→ **WRITTEN PROBLEM**: Reproduce each of the following lines word for word.

====== MATERIAL FOR THIS TASK

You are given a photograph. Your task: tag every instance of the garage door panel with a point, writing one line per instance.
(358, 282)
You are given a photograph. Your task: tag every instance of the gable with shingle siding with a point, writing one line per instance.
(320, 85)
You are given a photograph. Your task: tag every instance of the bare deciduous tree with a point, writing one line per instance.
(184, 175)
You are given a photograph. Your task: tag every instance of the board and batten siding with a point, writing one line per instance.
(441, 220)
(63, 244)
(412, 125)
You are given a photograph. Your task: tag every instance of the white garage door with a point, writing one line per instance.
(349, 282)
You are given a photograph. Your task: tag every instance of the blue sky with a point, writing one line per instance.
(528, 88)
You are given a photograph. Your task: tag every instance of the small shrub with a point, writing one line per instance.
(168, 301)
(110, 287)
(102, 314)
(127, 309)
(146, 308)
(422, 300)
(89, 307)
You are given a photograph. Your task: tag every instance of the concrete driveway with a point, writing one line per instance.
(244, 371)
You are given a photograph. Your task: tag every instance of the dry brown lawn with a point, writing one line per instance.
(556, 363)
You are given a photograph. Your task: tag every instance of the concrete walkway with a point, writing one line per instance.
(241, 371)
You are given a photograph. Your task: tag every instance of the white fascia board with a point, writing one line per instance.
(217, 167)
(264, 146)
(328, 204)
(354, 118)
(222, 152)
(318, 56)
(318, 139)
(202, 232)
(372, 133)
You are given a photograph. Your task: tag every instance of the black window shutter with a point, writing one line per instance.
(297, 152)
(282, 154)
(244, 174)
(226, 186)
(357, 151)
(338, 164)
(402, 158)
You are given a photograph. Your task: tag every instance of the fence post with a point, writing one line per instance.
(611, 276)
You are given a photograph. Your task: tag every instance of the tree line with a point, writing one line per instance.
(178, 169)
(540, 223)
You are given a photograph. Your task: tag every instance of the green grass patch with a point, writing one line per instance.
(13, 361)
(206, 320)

============

→ **EXERCISE ANSWER**:
You are given a photograph. Your task: tag every instance of the garage door panel with a point, writing one line per instance.
(358, 282)
You are given a photograph. Your task: tag every instance of the gable with shingle siding with a point, writing one line per instance.
(320, 85)
You are given a photograph. Your task: tag every instance of the bare deciduous tree with a point, writing one line per instance.
(184, 175)
You are given a photograph. Your task: tag every instance of the board and batten siding with a point, writing one line per instance.
(441, 220)
(63, 244)
(412, 125)
You are given a photograph. Your task: tag every instance of the white garage door with a point, writing one line per instance.
(349, 282)
You are given a photograph. Your task: tag every instance of the blue sky with a point, writing one line per instance.
(528, 88)
You are given a photograph. Your task: tag every instance of the small shrub with a point, writing one line per instance.
(168, 301)
(110, 287)
(102, 314)
(127, 309)
(146, 308)
(422, 300)
(89, 307)
You are given a photograph. Your task: tag every instance of the concrete driveway with a point, writing one line per instance.
(244, 371)
You are given a photograph. Your task: tag every instance of the dry brown lawn with a point, writing one line per instance.
(556, 363)
You are given a photograph. Your task: tag every instance of the concrete walkway with a point, writing one line per instance.
(241, 371)
You are given a photograph. Your task: tag every instance of the white fascia board with a point, writing one line per instance.
(217, 167)
(264, 146)
(328, 204)
(354, 118)
(222, 152)
(318, 56)
(318, 139)
(202, 232)
(372, 133)
You are given a photograph. Your task: tag every instance of the black window shutter with a point, writing one line per instance.
(297, 152)
(282, 154)
(244, 174)
(226, 186)
(357, 151)
(338, 164)
(402, 158)
You are given a photograph. Your task: tag every instance of the fence post with a point, writing one line per instance.
(611, 276)
You are given a photograph. Your task: tag every instance of the tree line with a point, writing one line per instance.
(178, 169)
(540, 223)
You are given a photograph. Your task: tag every instance of the green grass patch with a point, writing one line per instance.
(13, 361)
(206, 320)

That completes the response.